GIVEN INSTRUCTION - Turn all the items below into one numbered list of their lines, skipping any blank lines and leaving the pictures out of the result.

DATA IN THIS EXERCISE -
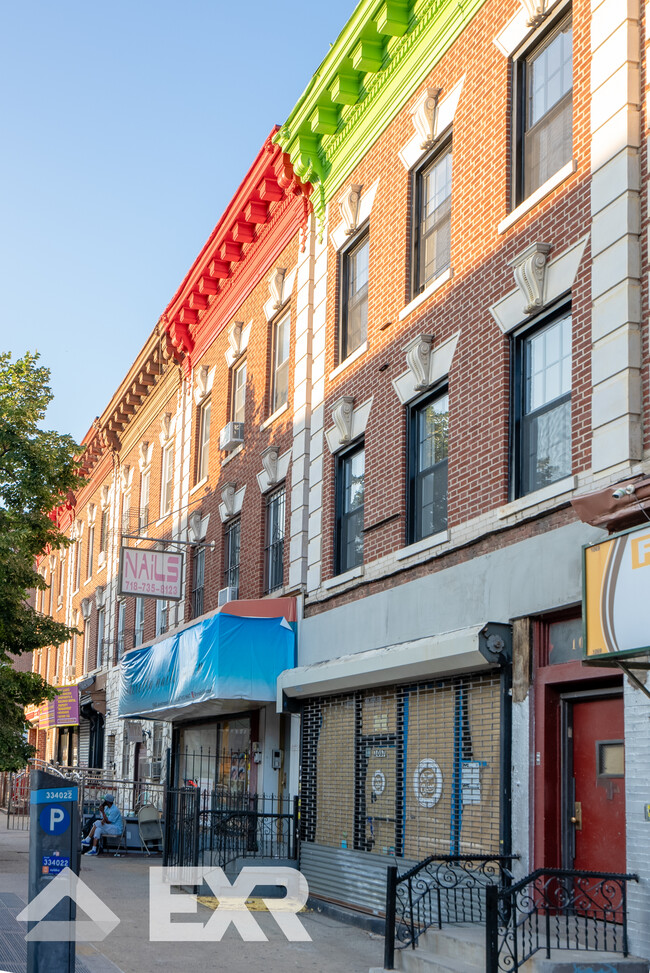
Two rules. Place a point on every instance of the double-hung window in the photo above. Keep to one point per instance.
(232, 541)
(280, 362)
(354, 296)
(432, 237)
(544, 104)
(350, 483)
(428, 439)
(167, 480)
(90, 550)
(138, 634)
(542, 404)
(274, 552)
(145, 480)
(198, 581)
(239, 391)
(204, 439)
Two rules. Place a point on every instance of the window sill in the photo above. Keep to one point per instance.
(197, 486)
(340, 579)
(361, 350)
(553, 490)
(276, 415)
(426, 544)
(539, 194)
(235, 452)
(426, 294)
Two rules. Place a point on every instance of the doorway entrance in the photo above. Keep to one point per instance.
(593, 783)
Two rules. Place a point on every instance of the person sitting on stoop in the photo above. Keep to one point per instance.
(110, 823)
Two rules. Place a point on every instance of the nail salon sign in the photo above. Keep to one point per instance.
(151, 574)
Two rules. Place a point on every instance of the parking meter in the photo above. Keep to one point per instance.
(54, 844)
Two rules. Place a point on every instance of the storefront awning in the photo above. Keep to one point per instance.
(468, 649)
(219, 664)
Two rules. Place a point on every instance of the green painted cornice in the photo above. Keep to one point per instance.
(383, 54)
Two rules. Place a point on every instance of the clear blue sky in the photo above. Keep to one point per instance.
(126, 128)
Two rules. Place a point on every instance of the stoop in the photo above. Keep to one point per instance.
(461, 949)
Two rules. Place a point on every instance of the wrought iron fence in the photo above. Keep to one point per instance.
(441, 889)
(212, 828)
(556, 909)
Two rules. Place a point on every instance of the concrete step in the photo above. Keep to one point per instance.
(415, 961)
(458, 942)
(584, 961)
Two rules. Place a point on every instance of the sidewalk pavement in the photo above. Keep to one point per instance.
(123, 885)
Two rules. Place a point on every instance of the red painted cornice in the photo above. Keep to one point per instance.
(267, 210)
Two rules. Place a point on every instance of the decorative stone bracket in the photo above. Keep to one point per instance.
(418, 358)
(166, 428)
(425, 117)
(232, 501)
(274, 468)
(349, 423)
(529, 269)
(201, 385)
(349, 206)
(144, 457)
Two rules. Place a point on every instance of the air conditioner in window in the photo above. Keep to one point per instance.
(152, 769)
(226, 595)
(231, 435)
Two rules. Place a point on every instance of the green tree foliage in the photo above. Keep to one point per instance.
(37, 471)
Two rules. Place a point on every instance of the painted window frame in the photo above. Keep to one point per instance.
(343, 516)
(275, 403)
(360, 239)
(238, 409)
(276, 500)
(414, 529)
(203, 452)
(521, 65)
(232, 551)
(167, 480)
(521, 480)
(436, 157)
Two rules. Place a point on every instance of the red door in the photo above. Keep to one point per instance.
(596, 805)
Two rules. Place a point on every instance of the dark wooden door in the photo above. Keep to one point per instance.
(596, 788)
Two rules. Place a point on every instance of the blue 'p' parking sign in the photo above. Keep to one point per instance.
(54, 819)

TASK RESULT -
1. Two rules. Place a point on every instance of the double-hung window in the photo above. Keep to one point per instance.
2. (232, 541)
3. (280, 362)
4. (354, 296)
5. (432, 237)
6. (544, 104)
7. (350, 483)
8. (428, 439)
9. (167, 480)
10. (90, 550)
11. (138, 634)
12. (542, 404)
13. (274, 552)
14. (145, 480)
15. (198, 581)
16. (239, 391)
17. (204, 439)
18. Two rules. Place a point on every instance of the window sill in the photo above. Keep to one point per instance.
19. (197, 486)
20. (340, 579)
21. (361, 350)
22. (553, 490)
23. (276, 415)
24. (426, 544)
25. (539, 194)
26. (235, 452)
27. (426, 294)
28. Two rules. Place a point on every instance of the doorway entrance in the photo above. Keep to one point per instance.
29. (593, 783)
30. Two rules. Place a point on every instance of the person sitting on stoop in the photo above. Keep to one point per instance.
31. (110, 823)
32. Two rules. Place a point on every instance of the nail salon sign in the photo above. Keep to one point per instance.
33. (151, 574)
34. Two rules. Place a point on every instance of the parking meter in the photo above. Keep to one point per instance.
35. (54, 844)
36. Two rules. Place a point on every instance of the storefront awning in the photo above. Keep to one point per instance.
37. (468, 649)
38. (219, 664)
39. Two rules. Place a point on every instance of the green painted cornice in the photo above. Keep to one point per instance.
40. (383, 54)
41. Two rules. Place a point on every instance of the clear blue sky in the photo above. Keep to one point per instance.
42. (126, 128)
43. Two rules. Place a point on every instance of the stoop in the photo above. Keep to one point per instance.
44. (461, 949)
45. Two rules. Place a point on every instance of the wrought iron fence in the photo above. Keep to one point per instance.
46. (441, 889)
47. (212, 828)
48. (556, 909)
49. Two rules. Place a point on every instance of the concrete step in the photo above. Keep to one point per instance.
50. (415, 961)
51. (458, 942)
52. (584, 961)
53. Two rules. Place a point on every instance of the sidewalk pavement in the photo above. Keep to one point per instance.
54. (123, 885)
55. Two rules. Place a point on every instance of the red painted cornice in the photo above. Keep to one point per instance.
56. (267, 210)
57. Two rules. Place a point on every instance of the decorative stone bracket in the photo above. Keep to one point per instance.
58. (418, 358)
59. (166, 428)
60. (425, 117)
61. (232, 501)
62. (274, 468)
63. (349, 423)
64. (529, 269)
65. (201, 385)
66. (349, 206)
67. (144, 457)
68. Two rules. Place a point on every instance of the air conditioner in window in the photo above. Keep to one point per instance.
69. (152, 769)
70. (226, 595)
71. (231, 435)
72. Two rules. Place a point on every instance of the green tree foliage in the photo above. Keep to one point per instance.
73. (37, 471)
74. Two rules. Place a point on every instance of the painted window frame in the photo above. Keep to one point per instance.
75. (343, 516)
76. (275, 403)
77. (360, 239)
78. (238, 409)
79. (276, 500)
80. (414, 529)
81. (203, 452)
82. (521, 65)
83. (232, 551)
84. (167, 480)
85. (521, 480)
86. (436, 157)
87. Two rules. Place a point on every instance of the red door in the photo above. Keep to one point per instance.
88. (596, 805)
89. Two rules. Place a point on every instance of the dark wooden door in the photo above. Keep to one point per instance.
90. (596, 788)
91. Two rules. Place a point on every instance of the blue 'p' parking sign in the photo above. Keep to one point per instance.
92. (54, 819)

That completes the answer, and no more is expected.